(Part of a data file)

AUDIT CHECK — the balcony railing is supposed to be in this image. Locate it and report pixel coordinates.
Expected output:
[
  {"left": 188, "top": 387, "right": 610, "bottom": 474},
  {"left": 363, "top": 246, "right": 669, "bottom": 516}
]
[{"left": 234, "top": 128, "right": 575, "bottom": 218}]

==

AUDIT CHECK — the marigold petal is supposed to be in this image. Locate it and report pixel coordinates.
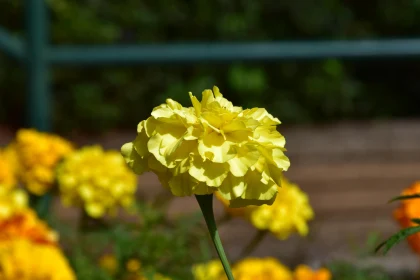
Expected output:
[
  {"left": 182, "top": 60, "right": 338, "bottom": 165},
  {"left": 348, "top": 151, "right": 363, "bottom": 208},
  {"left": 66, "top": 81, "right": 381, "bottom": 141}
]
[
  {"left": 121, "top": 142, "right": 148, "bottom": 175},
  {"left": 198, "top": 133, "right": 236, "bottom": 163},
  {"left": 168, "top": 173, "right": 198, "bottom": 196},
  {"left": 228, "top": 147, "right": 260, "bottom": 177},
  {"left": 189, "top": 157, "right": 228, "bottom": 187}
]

Your goal: Find each line in the data above that contains the word "coordinates" and copy those lines in full.

Written response:
AUDIT CHECK — the balcony railing is supposed to be in this image. Locate it and report pixel coordinates.
AUDIT CHECK — the marigold petal is supposed to be in this image. Locate it and report pixel coordinates.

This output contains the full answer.